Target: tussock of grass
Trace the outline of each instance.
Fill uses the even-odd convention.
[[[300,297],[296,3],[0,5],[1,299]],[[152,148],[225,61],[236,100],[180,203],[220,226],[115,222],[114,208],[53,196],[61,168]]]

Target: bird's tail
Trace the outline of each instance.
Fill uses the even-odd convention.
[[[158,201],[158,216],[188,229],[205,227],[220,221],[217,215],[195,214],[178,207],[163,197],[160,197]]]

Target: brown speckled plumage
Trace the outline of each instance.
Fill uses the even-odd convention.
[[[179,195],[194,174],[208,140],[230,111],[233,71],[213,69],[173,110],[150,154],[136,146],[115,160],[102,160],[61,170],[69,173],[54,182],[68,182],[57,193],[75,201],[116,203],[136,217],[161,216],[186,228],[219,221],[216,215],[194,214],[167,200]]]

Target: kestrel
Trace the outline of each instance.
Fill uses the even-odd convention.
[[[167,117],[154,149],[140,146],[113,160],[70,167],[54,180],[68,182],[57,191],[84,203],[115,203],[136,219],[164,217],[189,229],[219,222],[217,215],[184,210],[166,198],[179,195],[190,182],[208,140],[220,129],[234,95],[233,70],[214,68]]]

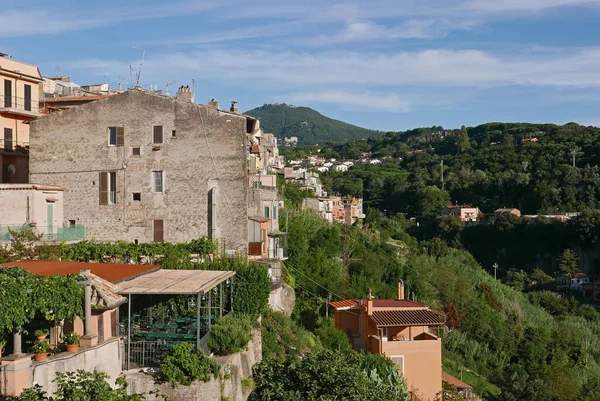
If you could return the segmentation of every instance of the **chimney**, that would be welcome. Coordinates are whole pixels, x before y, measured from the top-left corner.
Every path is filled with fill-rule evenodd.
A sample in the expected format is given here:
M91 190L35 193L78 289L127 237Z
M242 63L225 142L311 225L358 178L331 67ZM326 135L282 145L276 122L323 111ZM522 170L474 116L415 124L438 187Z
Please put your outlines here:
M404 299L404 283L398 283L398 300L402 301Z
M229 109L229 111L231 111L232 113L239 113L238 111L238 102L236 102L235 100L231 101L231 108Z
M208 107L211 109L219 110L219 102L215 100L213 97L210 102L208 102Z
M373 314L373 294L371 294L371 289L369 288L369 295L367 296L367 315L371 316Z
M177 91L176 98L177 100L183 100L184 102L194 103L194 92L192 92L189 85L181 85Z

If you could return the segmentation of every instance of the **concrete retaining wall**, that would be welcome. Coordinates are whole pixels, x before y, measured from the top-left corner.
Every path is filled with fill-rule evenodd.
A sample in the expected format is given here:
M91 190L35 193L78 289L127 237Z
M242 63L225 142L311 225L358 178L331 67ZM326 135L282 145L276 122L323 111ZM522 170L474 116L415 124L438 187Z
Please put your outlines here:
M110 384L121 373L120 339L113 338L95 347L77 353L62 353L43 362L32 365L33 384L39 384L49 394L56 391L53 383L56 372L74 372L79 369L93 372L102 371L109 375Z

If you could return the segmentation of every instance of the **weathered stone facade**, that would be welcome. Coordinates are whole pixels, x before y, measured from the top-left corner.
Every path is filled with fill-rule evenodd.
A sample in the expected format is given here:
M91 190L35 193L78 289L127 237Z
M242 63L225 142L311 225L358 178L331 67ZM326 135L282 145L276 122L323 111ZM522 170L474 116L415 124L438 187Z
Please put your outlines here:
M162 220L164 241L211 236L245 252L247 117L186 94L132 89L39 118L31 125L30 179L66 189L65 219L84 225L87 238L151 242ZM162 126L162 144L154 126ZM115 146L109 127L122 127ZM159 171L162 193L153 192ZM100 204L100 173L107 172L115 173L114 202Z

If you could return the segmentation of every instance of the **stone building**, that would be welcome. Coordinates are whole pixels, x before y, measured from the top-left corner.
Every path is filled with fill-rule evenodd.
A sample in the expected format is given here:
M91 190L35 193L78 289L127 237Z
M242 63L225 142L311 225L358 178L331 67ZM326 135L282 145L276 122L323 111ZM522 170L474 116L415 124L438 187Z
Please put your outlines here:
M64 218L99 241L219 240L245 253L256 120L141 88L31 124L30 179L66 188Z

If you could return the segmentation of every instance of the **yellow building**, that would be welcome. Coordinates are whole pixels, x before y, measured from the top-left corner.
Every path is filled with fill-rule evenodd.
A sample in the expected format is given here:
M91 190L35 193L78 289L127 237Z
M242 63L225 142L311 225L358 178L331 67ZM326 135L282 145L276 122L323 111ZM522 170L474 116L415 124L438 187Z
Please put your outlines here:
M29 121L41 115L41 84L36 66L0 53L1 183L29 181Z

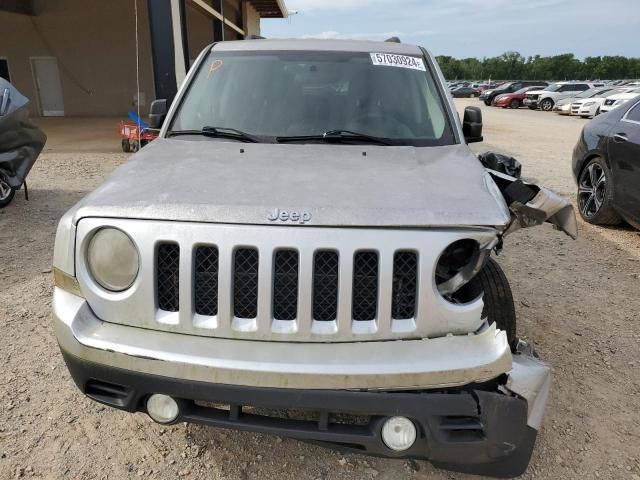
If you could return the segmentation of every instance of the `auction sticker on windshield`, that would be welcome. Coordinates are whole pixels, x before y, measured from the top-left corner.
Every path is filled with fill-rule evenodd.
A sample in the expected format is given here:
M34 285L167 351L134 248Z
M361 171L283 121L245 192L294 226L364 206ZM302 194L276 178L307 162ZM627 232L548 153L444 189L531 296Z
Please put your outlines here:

####################

> [WORK INSTRUCTION]
For each line in the data above that contains the string "stone", extract the line.

> [YOUR RESPONSE]
If you could return the segmentation of every instance of the **weathered stone facade**, that would be welcome. Coordinates are whole pixels, x before y, measured from the top-left corner.
If you could return the segmentation of every instance of the **stone building**, that would be welcome. Coordinates are whole pixels, x before y, measured from the top-left corner.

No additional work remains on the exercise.